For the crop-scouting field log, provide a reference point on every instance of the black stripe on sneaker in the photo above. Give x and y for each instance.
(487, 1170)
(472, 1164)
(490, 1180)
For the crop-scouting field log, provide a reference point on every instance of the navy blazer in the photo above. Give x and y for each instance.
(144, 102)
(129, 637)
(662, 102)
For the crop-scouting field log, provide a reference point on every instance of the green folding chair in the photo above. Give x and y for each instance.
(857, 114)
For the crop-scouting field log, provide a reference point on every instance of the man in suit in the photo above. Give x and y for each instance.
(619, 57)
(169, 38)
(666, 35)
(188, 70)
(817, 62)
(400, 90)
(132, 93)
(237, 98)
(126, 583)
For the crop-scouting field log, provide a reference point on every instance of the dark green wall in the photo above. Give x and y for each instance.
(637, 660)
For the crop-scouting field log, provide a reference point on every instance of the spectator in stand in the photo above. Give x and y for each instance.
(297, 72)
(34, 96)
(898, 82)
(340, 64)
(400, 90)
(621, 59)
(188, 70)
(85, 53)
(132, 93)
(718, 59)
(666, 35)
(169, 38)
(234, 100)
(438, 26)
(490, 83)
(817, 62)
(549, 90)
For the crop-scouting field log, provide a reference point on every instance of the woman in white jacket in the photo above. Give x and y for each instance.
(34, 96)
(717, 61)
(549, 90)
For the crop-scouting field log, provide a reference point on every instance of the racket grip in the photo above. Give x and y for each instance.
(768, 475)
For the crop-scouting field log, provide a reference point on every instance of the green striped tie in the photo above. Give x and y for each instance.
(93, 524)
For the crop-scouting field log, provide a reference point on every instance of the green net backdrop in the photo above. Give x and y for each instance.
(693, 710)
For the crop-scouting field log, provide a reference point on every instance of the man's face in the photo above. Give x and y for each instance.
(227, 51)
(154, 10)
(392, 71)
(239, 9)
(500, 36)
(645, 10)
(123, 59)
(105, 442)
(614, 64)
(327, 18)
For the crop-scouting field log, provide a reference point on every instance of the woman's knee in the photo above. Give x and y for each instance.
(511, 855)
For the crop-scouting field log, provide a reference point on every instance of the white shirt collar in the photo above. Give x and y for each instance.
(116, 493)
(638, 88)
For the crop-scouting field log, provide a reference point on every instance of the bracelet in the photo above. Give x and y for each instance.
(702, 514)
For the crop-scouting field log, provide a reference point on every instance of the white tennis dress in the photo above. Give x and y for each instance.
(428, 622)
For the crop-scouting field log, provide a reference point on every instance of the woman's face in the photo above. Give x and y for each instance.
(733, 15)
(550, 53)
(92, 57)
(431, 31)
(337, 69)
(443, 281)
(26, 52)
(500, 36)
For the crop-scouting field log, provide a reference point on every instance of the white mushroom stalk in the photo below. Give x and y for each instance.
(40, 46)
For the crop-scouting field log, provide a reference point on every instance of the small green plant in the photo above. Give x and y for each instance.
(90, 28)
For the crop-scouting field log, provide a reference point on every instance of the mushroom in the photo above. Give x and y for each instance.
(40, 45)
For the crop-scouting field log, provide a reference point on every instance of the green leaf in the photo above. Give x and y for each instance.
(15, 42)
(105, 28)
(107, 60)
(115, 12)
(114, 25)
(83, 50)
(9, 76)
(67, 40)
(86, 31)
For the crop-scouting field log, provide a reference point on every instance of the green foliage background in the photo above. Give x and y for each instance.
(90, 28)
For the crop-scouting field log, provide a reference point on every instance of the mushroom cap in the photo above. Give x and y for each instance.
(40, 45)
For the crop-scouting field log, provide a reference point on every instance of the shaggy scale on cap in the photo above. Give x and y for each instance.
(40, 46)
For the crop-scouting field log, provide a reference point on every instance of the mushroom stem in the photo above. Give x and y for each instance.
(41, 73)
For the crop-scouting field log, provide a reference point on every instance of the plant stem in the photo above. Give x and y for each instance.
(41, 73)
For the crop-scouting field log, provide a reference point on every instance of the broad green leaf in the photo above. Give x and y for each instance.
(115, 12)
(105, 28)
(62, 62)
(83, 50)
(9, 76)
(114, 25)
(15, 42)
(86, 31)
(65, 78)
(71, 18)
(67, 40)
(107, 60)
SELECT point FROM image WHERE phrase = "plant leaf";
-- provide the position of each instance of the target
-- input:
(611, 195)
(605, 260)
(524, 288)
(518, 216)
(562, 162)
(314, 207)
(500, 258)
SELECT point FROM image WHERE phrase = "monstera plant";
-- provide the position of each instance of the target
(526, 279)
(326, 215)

Exercise prompt :: The whole listing above must be copied exactly.

Result of the exercise ::
For the crop-scouting field log, provide a reference point on every instance of the black stripe on sneaker in the photo above. Give x and y for each instance.
(487, 1170)
(472, 1164)
(490, 1180)
For the crop-scouting field log, provide a reference point on every instance of the navy blazer in the photo above. Give x and y for each instance.
(144, 102)
(129, 637)
(662, 102)
For the crop-scouting field log, provide a reference point on every instance of the green folding chair in the photo above. Give x and y for each instance.
(857, 114)
For the crop-scouting field log, provide a reference point on every instance of the man in suit in the photo above. Give x and y for each instance.
(619, 57)
(169, 38)
(666, 35)
(188, 70)
(817, 62)
(400, 90)
(132, 93)
(237, 98)
(126, 583)
For the crop-scouting field log, provide a reference point on every instance of the dark green wall in the photo above. Give x and y for each instance.
(637, 660)
For the crop-scouting field log, provide a reference point on every instance of the spectator in stand in the photo above. Give x and y for each instance.
(297, 72)
(34, 96)
(898, 82)
(340, 64)
(400, 90)
(621, 59)
(188, 70)
(85, 53)
(132, 93)
(718, 59)
(666, 35)
(169, 38)
(234, 100)
(438, 26)
(490, 83)
(817, 62)
(549, 90)
For the crop-scouting field log, provide a reference point on every instance of the woman in white jacket in the photo above. Give x and y for each instance.
(34, 96)
(717, 61)
(549, 90)
For the crop-scouting field log, provide a reference point on every instance of the racket grip in the photo above. Give x and y for each instance.
(768, 475)
For the crop-scouting field log, provide a reference point on every instance of the green striped tie in the photo above. Give x and y for each instance.
(93, 524)
For the crop-scouting field log, provide a reference point on every instance of the green net backdrop in the photo above. Give x and y for each instance.
(693, 710)
For the crop-scouting field log, provide a reference point on every instance of the man's face in the photo above. Give x and y for each instance.
(227, 51)
(154, 10)
(392, 71)
(239, 9)
(500, 36)
(645, 10)
(123, 59)
(105, 442)
(614, 64)
(327, 18)
For the crop-scouting field log, provide a reference point on every instance of the woman's knee in the photo above. Give x and y for each instance.
(511, 855)
For the crop-scouting field log, provide a reference point on every instance of the white shirt collar in the photo above. Give x and y for each instance.
(116, 493)
(638, 88)
For the crop-scouting field log, provide a reference point on every instance of the bracelet in the photo above. Give x and y for each instance.
(702, 514)
For the crop-scouting field log, provide a reference point on every instance of the white tennis dress in the photo above. Give x and y for each instance.
(428, 622)
For the crop-scouting field log, provide a reference point on every instance of the woman's face in the photo above. Give x and y for each instance.
(733, 15)
(550, 53)
(92, 57)
(431, 31)
(337, 69)
(443, 281)
(26, 52)
(500, 36)
For the crop-scouting field log, provide a reference point on every instance of the white mushroom stalk in the photo below. Give x and y for each instance.
(40, 46)
For the crop-scouting field log, provide a reference point on every instance of the small green plant in the photo above. Give x and y for each instance.
(90, 28)
For the crop-scouting field log, provide a reference point on every instance of the mushroom in the photo above. Give x and y for each instance.
(40, 45)
For the crop-scouting field log, provide a reference point on every instance of the green leaf in the photo above. Give x and y for each instance.
(15, 42)
(105, 28)
(107, 60)
(115, 12)
(114, 25)
(83, 50)
(9, 76)
(67, 40)
(86, 31)
For the crop-scouting field log, provide a reference point on every instance of the green foliage background in the photo above. Give x and y for each instance.
(90, 28)
For the crop-scouting field log, provide a reference point on every instance of the mushroom cap in the photo above. Give x and y for each instance.
(40, 45)
For the crop-scouting field log, provide a reference point on every instance of the shaggy scale on cap in the photo above. Give x and y for each instance.
(40, 46)
For the crop-scouting field log, provide a reference point on every instance of the mushroom stem in the photo above. Give x and y for each instance.
(41, 73)
For the crop-scouting field log, provide a reference point on every instance of the plant stem in the photo above. Give x and y for each instance.
(41, 73)
For the crop-scouting field log, provide a reference point on every instance of the broad green leaf in the photo above. Give x and y for each instance.
(115, 12)
(105, 28)
(62, 62)
(83, 50)
(9, 76)
(114, 25)
(15, 42)
(86, 31)
(65, 78)
(71, 18)
(67, 40)
(107, 60)
SELECT point FROM image WHERE phrase = "plant leaf";
-- provide the position of each instance of the target
-- input:
(611, 195)
(605, 260)
(524, 288)
(518, 216)
(562, 162)
(314, 207)
(500, 258)
SELECT point FROM image WHERE phrase = "monstera plant";
-- provide the position of each instance of the target
(526, 279)
(326, 215)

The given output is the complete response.